** START **
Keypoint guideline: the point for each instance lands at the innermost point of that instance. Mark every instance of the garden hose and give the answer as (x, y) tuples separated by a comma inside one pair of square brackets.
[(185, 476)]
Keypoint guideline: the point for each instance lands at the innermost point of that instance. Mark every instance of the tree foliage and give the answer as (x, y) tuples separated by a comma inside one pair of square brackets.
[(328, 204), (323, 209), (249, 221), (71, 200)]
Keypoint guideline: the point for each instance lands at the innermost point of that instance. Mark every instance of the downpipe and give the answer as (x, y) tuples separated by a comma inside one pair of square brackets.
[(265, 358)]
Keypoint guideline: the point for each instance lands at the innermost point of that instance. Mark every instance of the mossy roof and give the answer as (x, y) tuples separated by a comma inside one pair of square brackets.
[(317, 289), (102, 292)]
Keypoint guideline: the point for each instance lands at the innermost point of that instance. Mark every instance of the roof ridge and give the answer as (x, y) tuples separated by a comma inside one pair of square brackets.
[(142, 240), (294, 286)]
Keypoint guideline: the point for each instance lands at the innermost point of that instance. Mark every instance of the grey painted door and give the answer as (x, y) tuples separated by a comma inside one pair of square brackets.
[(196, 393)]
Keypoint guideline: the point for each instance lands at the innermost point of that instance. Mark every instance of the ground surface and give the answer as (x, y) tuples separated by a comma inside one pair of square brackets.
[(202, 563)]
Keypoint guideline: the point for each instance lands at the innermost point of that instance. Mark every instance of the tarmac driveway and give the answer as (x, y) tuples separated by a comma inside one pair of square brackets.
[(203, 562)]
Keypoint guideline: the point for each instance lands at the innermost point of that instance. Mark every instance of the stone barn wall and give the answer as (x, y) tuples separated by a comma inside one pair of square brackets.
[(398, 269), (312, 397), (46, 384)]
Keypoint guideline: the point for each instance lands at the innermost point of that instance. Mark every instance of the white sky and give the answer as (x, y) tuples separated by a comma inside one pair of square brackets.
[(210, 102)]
** END **
# Work instructions
Could you reproduce every item above verbatim, without changing a single character?

# Answer to this task
Keypoint guideline: the point for each instance lands at the innermost point of that instance. Mark every instance of the garden hose and give the answer as (x, y) tuples separated by a comma inside one pair of square brackets.
[(185, 476)]
Keypoint guideline: the point for each instance lands at the innermost point of that instance. Mark every instance of the tree foliage and give the answer as (x, y) tuples separated by a comma inside one pair of square brackets.
[(328, 204), (323, 209), (249, 221), (71, 200)]
Keypoint guideline: the point for each instance lands at the innermost point of that instance. Mark every instance of the downpipe and give the answer as (x, y) tuples separated by a comma inside one pair of square brackets.
[(265, 358)]
Keypoint guideline: the point for each instance lands at the innermost point of that instance. Mark every instance of the mossy roof and give the answer as (x, y) tuples separated by a comma inside one pair of square brackets.
[(317, 289), (102, 292)]
Keypoint guideline: the point for each instance lands at the innermost point of that instance. Mark every instance of the roof ridge and give the answer as (x, y) tuples separated by a comma inside one pair of square brackets.
[(142, 240), (294, 286)]
Keypoint guideline: the point for each instance lands at the innermost point of that instance. Mark every instance of the grey painted door and give the answer as (x, y) tuples separated by a comma inside one pair of square brackets.
[(196, 393)]
Keypoint guideline: the point for each instance lands at the innermost point of that instance. Mark every instance of the ground surface and give the answer as (x, y) tuples separated by a comma inside one pair of square brackets.
[(202, 563)]
Keypoint guideline: the point for each instance lands at the innermost point of that instance. Mark every instance of the tarmac driveway and give the answer as (x, y) tuples separated by a comma inside one pair of square brackets.
[(203, 562)]
Keypoint guideline: the point for each instance lands at the innermost point of that instance. Mark every instance of the stone barn wall and give the answer as (x, y) tuples separated by a comma inside one pair of square brackets.
[(398, 269), (312, 397), (46, 384)]
Keypoint guideline: the point for each instance lands at the innermost point of that instance. Mark every instance of the white sky and give the answer as (x, y) tuples separated by a comma inside one pair of square brackets.
[(210, 102)]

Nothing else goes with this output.